Directions
1. In the passage on cannabis and lung cancer, reproduce the text starting with "The study found" and going on through "than cigarette smoke.", switching "sputum" to "phlegm".
2. List every method of taking in cannabis that the passage on cannabis and lung cancer names.

Excerpted text

┄┄┄┄┄┄

The study included 79 people with lung cancer, 16 people with small cell cancer, and 63 with non-small cell cancer. For the study, cannabis smokers were defined as anyone who had smoked 20 or more marijuna joints in their lifetime. One joint was considered equal to 20 cigarettes in terms of its risk of causing lung cancer.
The study found that for each "joint-year" of cannabis exposure, a person's risk of lung cancer increased by 8 percent. Overall, smoking two joints per day resulted in abnormalities in the sputum (mixture of mucus and saliva coughed up), similar to those who smoke 20 to 30 cigarettes a day. Cannabis smoke was also found to have higher concentrations of carcinogens than cigarette smoke.
Cannabis users are not limited just to smoking. Other methods, such as vaping or edibles, allow the user to ingest cannabis while avoiding the smoke altogether. But like smoking marijana, these other methods have potential risks.
Vaping entails inhaling vapor through an e-cigarette. A 2015 study published in the Canadian Journal of Respiratory Therapy stated, “Vaporization of cannabis is likely less harmful than smoking” and “Vaporizers show promise for cannabis users who want to avoid pulmonary problems and prefer a more rapid onset than edibles provide.”
However, the study also cautioned, “Researchers have yet to gather some of the most necessary data regarding the topic.”

┄┄┄┄┄┄

Material provided
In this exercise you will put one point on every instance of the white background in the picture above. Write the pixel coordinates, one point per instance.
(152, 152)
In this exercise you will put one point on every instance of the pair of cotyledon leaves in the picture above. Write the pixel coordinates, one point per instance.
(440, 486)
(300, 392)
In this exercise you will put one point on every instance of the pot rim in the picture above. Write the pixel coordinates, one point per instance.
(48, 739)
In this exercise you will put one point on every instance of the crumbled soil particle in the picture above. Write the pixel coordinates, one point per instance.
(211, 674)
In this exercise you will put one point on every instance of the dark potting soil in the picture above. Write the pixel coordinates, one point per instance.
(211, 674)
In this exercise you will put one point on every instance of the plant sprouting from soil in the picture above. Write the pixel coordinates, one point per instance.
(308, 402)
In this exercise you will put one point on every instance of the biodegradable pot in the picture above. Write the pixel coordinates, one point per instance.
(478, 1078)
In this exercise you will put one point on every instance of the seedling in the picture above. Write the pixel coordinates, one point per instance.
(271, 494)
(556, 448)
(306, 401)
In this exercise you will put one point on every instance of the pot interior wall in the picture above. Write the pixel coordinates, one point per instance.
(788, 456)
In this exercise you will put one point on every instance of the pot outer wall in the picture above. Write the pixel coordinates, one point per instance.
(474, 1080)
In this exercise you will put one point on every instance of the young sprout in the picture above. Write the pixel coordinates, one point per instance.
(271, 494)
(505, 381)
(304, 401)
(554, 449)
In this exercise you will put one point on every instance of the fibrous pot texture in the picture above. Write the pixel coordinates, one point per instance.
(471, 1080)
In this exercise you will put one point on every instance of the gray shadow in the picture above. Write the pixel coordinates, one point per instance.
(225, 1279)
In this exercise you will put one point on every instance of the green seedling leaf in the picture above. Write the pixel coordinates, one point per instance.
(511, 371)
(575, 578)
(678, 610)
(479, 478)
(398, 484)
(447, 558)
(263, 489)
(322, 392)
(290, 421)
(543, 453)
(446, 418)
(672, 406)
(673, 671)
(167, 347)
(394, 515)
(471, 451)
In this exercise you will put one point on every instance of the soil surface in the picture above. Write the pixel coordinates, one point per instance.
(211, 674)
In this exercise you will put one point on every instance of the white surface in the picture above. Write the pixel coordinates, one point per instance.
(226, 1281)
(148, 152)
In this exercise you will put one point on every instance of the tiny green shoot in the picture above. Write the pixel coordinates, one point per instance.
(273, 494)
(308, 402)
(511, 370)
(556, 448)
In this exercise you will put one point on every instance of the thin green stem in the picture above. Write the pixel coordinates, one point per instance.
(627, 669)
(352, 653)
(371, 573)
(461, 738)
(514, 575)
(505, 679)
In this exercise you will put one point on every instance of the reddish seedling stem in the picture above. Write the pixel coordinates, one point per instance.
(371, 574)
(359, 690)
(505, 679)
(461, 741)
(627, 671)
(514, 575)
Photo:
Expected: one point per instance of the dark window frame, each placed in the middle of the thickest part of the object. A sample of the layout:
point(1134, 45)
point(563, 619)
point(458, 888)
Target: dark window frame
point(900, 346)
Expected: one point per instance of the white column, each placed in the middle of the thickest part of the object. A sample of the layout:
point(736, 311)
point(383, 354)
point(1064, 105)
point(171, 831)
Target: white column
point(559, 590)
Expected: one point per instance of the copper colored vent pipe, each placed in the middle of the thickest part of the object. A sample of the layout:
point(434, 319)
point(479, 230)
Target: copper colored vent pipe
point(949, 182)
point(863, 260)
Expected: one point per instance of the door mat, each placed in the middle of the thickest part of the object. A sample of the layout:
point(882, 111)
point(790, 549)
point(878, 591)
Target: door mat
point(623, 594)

┄┄┄┄┄┄

Exercise responses
1.
The study found that for each "joint-year" of cannabis exposure, a person's risk of lung cancer increased by 8 percent. Overall, smoking two joints per day resulted in abnormalities in the phlegm (mixture of mucus and saliva coughed up), similar to those who smoke 20 to 30 cigarettes a day. Cannabis smoke was also found to have higher concentrations of carcinogens than cigarette smoke.

2.
- smoking
- vaping
- edibles